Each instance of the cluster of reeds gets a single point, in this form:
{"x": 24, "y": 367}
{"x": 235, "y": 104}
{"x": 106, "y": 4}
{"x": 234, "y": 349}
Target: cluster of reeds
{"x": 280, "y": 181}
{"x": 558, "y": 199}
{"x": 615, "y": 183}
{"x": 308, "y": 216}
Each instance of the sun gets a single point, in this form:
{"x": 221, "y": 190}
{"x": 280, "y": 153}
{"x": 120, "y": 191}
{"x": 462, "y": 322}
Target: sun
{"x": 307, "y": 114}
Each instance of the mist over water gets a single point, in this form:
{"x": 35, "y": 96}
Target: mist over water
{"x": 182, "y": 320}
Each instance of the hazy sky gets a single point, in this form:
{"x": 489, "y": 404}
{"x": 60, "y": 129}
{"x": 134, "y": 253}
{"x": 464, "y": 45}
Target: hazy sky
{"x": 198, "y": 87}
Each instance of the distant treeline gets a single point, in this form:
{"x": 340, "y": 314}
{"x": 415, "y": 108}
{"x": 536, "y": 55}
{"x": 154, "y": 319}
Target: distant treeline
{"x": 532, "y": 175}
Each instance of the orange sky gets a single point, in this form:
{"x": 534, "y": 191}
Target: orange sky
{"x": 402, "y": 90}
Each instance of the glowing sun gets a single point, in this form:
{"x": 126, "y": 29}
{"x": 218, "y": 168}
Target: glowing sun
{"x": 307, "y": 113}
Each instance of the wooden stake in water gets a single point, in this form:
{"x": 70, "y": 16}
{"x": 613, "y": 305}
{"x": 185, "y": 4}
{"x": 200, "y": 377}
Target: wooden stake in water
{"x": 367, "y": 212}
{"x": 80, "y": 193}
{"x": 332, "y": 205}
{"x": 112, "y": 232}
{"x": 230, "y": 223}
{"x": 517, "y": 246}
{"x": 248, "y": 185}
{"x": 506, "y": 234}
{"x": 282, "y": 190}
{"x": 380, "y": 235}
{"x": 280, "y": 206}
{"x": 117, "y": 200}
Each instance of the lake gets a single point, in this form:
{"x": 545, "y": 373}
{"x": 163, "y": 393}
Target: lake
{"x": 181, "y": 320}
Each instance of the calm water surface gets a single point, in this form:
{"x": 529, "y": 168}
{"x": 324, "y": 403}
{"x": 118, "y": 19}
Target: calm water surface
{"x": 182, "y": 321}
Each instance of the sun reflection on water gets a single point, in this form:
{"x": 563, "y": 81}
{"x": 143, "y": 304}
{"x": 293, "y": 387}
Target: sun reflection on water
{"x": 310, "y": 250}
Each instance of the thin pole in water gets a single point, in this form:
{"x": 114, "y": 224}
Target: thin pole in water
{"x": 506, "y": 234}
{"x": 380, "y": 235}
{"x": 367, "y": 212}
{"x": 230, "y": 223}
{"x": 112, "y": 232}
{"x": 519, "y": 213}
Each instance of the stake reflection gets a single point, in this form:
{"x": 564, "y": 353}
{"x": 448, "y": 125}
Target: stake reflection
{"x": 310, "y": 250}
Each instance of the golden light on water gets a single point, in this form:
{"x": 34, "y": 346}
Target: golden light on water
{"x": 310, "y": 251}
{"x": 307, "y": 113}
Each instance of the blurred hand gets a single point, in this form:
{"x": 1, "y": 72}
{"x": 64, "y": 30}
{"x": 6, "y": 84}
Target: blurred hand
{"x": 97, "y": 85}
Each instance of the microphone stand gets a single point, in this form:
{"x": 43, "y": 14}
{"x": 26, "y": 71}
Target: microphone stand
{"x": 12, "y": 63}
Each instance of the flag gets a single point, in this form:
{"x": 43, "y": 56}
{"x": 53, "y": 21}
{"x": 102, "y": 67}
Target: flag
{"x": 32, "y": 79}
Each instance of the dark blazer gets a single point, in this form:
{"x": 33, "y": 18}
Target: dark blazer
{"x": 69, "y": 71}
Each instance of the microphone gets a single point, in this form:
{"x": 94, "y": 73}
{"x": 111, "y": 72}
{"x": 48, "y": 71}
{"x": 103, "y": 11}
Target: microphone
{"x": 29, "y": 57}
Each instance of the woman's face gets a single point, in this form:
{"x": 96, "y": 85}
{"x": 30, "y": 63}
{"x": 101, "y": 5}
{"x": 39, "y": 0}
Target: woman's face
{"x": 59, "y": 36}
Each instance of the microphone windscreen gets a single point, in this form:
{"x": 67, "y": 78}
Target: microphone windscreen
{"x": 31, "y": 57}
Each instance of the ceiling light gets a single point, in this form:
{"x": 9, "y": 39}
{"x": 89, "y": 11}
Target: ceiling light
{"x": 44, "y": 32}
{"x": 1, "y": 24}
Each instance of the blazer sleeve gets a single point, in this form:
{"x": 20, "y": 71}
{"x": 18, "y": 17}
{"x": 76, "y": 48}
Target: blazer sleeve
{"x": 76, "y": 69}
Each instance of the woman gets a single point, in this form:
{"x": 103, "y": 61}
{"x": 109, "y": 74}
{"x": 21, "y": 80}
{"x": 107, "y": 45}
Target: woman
········
- **EXERCISE OBJECTIVE**:
Swap "ceiling light" for "overhead lamp" in the rows, starting with the line containing "Each instance of the woman's" and going on through the end of the rows. Give those lines again with nothing else changed.

- **WRITTEN REPLY**:
Each instance of the woman's face gets a single point, in this form:
{"x": 96, "y": 85}
{"x": 30, "y": 63}
{"x": 101, "y": 5}
{"x": 39, "y": 0}
Target: woman's face
{"x": 59, "y": 36}
Each instance of the microphone windscreen gets a single point, in this form:
{"x": 67, "y": 78}
Target: microphone windscreen
{"x": 31, "y": 57}
Each instance of the overhead lamp gets a single point, in this form:
{"x": 9, "y": 39}
{"x": 89, "y": 11}
Target: overhead lamp
{"x": 44, "y": 32}
{"x": 1, "y": 24}
Each instance of the blazer sleeve gets a single point, in this form:
{"x": 20, "y": 71}
{"x": 18, "y": 17}
{"x": 76, "y": 48}
Target: blazer sleeve
{"x": 76, "y": 69}
Each instance of the woman gets a single point, in this form:
{"x": 103, "y": 61}
{"x": 109, "y": 74}
{"x": 21, "y": 80}
{"x": 107, "y": 45}
Target: woman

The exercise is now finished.